**ACTIVITY:** Which lines run from the one containing "Where can the jumping" to the end of the records? Write them out exactly, both ends included, and nothing else.

Natural language region descriptions
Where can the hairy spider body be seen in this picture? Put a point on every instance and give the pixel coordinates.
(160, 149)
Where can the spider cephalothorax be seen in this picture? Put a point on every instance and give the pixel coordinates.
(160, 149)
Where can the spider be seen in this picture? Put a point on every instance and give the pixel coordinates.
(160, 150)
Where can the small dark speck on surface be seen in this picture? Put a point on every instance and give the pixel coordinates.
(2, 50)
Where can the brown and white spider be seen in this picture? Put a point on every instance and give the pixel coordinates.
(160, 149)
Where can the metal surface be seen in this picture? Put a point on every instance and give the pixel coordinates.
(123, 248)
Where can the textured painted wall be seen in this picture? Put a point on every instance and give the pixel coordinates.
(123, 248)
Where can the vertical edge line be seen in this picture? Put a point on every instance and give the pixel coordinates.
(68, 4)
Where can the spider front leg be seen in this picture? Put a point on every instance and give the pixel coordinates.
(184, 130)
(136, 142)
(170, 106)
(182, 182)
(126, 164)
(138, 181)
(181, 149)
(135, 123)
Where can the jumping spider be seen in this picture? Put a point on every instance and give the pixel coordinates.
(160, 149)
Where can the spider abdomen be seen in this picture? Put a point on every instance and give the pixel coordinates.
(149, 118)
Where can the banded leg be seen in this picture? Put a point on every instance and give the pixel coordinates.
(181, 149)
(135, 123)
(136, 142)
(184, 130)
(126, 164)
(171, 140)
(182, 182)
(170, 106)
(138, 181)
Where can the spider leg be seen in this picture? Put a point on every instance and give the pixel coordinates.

**RESPONSE AREA:**
Where can the jumping spider be seen in this picture? Put a point on every instance and give the pixel coordinates.
(160, 149)
Where can the spider abdomen be seen in this picture? Put a point on every instance and give the pixel coordinates.
(149, 118)
Where can the banded leg be seen in this picture? Put a point on every instance and give the pixel coordinates.
(181, 149)
(135, 123)
(136, 142)
(184, 130)
(126, 164)
(171, 140)
(182, 182)
(170, 106)
(138, 181)
Where can the spider leg be seen in this picture? Put a point on every instance and give the pixel coordinates.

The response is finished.